- _正文部分_
....

如果是写操作，追加到事务日志，如果是读操作，直接转发给下一个处理器
当执行写操作时，令logCount++，检查logCount是否到达随机阈值（0.5*snapCount~snapCount），如果达到阈值，则进行快照备份操作，即每经过一定次数的写事务日志操作，则会进行一次快照备份，且是通过守护线程来异步执行快照。（这里需要注意的是，在执行快照的逻辑前还执行了rollLog()，可以理解为日志的分段，在定期备份的同时，形成新的事务文件，日志名以log.${zxid}命名）

接着深入它快照备份了哪些信息

最终定位到org.apache.zookeeper.server.persistence.FileTxnSnapLog#save

public void save(DataTree dataTree,
                 ConcurrentHashMap<Long, Integer> sessionsWithTimeouts,
                 boolean syncSnap)
    throws IOException {
    long lastZxid = dataTree.lastProcessedZxid;
    File snapshotFile = new File(snapDir, Util.makeSnapshotName(lastZxid));
    LOG.info("Snapshotting: 0x{} to {}", Long.toHexString(lastZxid),
            snapshotFile);
    try {
        snapLog.serialize(dataTree, sessionsWithTimeouts, snapshotFile, syncSnap);
    } catch (IOException e) {
        if (snapshotFile.length() == 0) {
            /* This may be caused by a full disk. In such a case, the server
             * will get stuck in a loop where it tries to write a snapshot
             * out to disk, and ends up creating an empty file instead.

....

- _记录列表_
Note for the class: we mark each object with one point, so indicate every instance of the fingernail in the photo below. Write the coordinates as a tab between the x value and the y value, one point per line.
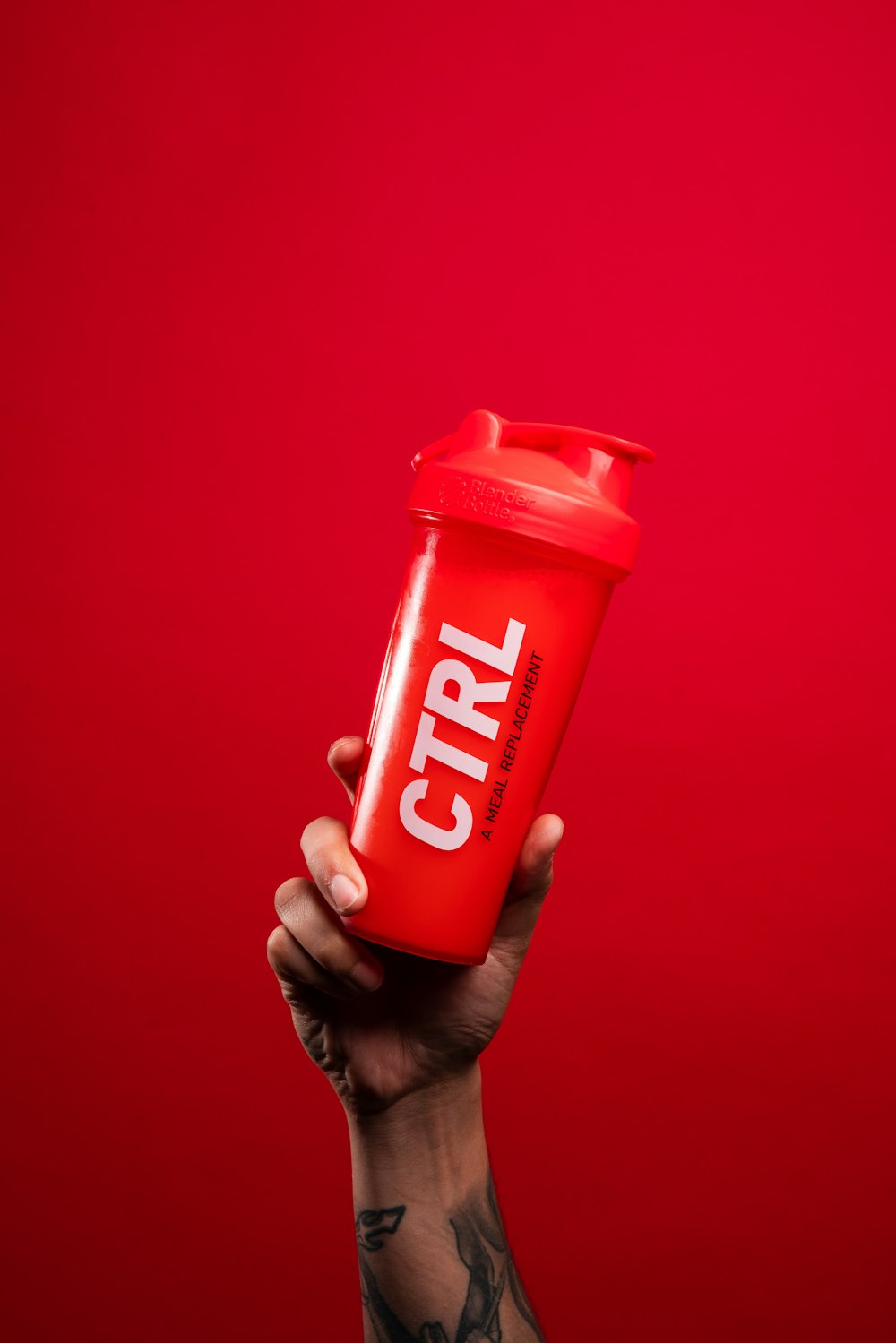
367	977
343	892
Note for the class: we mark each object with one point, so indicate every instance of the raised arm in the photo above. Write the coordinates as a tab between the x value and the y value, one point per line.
400	1038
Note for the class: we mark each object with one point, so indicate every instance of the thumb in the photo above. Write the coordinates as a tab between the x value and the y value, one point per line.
530	884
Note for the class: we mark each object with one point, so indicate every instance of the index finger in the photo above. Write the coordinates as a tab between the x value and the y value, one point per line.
344	758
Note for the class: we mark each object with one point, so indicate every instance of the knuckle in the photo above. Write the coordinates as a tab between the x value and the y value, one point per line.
276	947
335	954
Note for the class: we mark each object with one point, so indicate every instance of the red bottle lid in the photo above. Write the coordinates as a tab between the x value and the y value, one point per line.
564	487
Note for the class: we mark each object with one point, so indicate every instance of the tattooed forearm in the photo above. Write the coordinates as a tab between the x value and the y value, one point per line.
487	1313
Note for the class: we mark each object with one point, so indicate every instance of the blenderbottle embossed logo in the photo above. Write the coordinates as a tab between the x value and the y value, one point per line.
484	498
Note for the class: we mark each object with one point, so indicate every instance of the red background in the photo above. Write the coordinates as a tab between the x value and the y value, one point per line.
258	255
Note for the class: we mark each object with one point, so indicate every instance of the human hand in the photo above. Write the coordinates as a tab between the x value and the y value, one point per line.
382	1023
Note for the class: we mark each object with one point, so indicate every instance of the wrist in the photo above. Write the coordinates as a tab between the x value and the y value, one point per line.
432	1139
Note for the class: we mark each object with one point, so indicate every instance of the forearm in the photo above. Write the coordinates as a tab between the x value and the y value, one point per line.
433	1254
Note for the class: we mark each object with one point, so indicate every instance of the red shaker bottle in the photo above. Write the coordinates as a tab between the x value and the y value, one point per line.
520	535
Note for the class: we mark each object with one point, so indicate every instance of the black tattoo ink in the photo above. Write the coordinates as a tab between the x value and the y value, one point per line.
373	1224
481	1246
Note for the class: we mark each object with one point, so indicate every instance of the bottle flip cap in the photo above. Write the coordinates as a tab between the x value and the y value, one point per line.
563	486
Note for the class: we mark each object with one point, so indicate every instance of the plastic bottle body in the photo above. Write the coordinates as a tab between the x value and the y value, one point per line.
487	656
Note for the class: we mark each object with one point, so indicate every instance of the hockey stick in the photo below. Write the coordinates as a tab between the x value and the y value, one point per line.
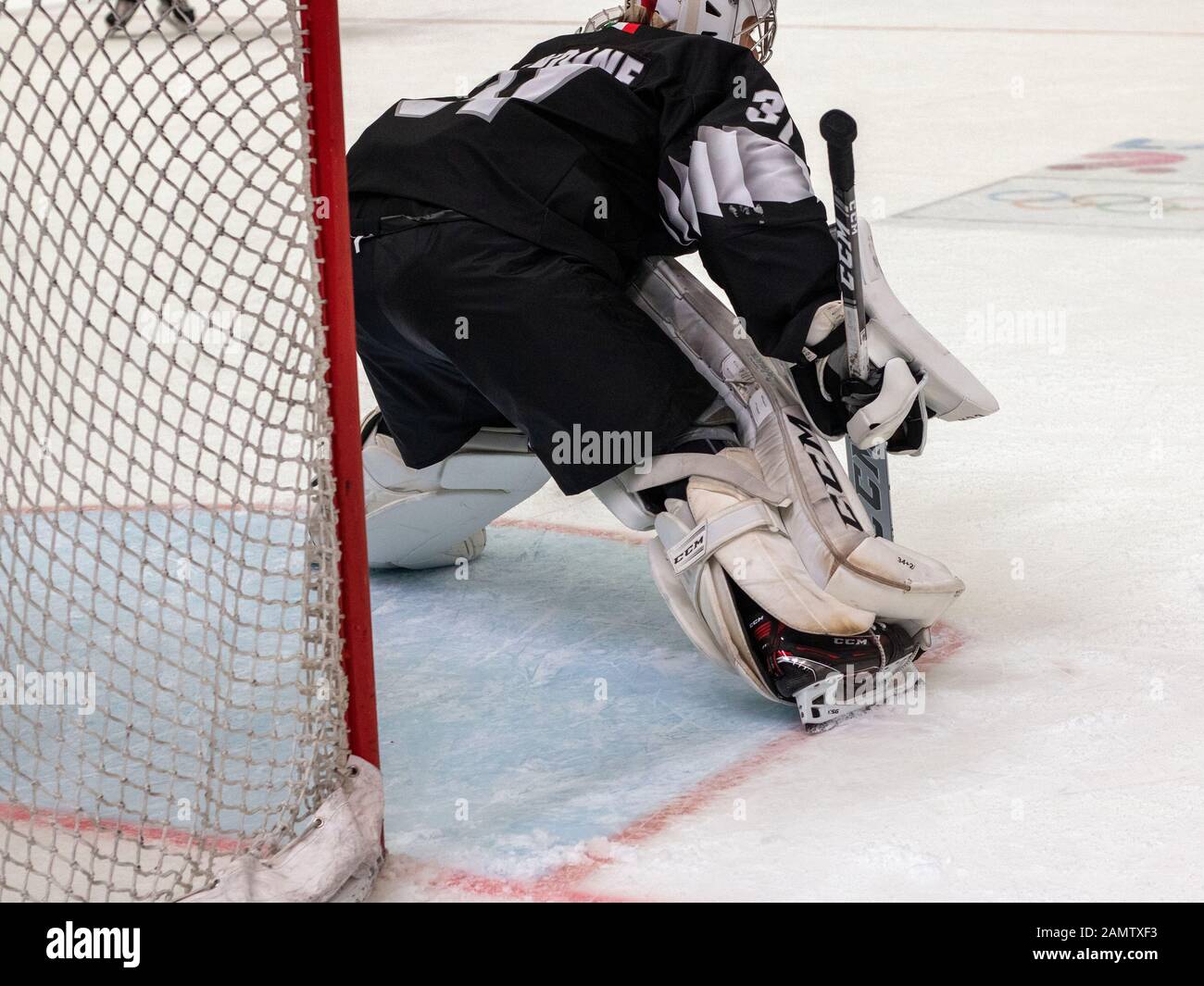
867	468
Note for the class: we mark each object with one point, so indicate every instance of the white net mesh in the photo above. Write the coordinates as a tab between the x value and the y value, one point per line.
168	549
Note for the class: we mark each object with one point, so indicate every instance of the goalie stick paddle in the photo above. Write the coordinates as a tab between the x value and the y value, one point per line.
867	468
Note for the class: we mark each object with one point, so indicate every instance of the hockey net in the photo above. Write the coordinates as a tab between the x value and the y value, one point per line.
182	583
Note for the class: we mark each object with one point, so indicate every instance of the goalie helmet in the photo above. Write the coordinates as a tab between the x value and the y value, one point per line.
753	23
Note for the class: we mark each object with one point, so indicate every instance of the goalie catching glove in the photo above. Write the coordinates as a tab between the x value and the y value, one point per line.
913	377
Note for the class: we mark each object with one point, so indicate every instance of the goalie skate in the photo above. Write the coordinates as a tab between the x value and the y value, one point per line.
834	678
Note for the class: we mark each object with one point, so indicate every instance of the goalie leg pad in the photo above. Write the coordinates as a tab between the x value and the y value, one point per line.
434	517
779	516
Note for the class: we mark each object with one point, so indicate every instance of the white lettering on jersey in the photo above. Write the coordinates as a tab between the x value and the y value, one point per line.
731	165
552	73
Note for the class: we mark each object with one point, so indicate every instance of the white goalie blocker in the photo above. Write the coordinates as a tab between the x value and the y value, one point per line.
436	517
777	516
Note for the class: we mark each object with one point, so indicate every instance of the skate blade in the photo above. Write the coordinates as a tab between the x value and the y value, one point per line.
819	713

....

- _任务要求 1_
请列出上面正文部分中 save 方法签名里声明的全部参数名。
- _任务要求 2_
请用两句话概括上面的正文部分。
- _任务要求 3_
根据上面的正文部分回答下列问题：
(a) 触发快照备份的随机阈值范围是多少？
(b) 执行 rollLog() 后形成的新事务文件以什么命名？
(c) save 方法中由哪个调用把数据序列化到快照文件？

- _完整回答 1_
dataTree
sessionsWithTimeouts
syncSnap

- _完整回答 2_
写操作会被追加到事务日志，读操作则直接转发给下一个处理器；每次写操作令 logCount 加一，达到 0.5*snapCount 到 snapCount 之间的随机阈值时，由守护线程异步执行快照备份，之前还会执行 rollLog() 形成以 log.${zxid} 命名的新事务文件。快照最终定位到 FileTxnSnapLog#save，该方法以 dataTree 的 lastProcessedZxid 生成快照文件名，并调用 snapLog.serialize 把 dataTree 和 sessionsWithTimeouts 写入快照文件。

- _完整回答 3_
(a) 0.5*snapCount 到 snapCount 之间。
(b) 以 log.${zxid} 命名。
(c) snapLog.serialize(dataTree, sessionsWithTimeouts, snapshotFile, syncSnap)。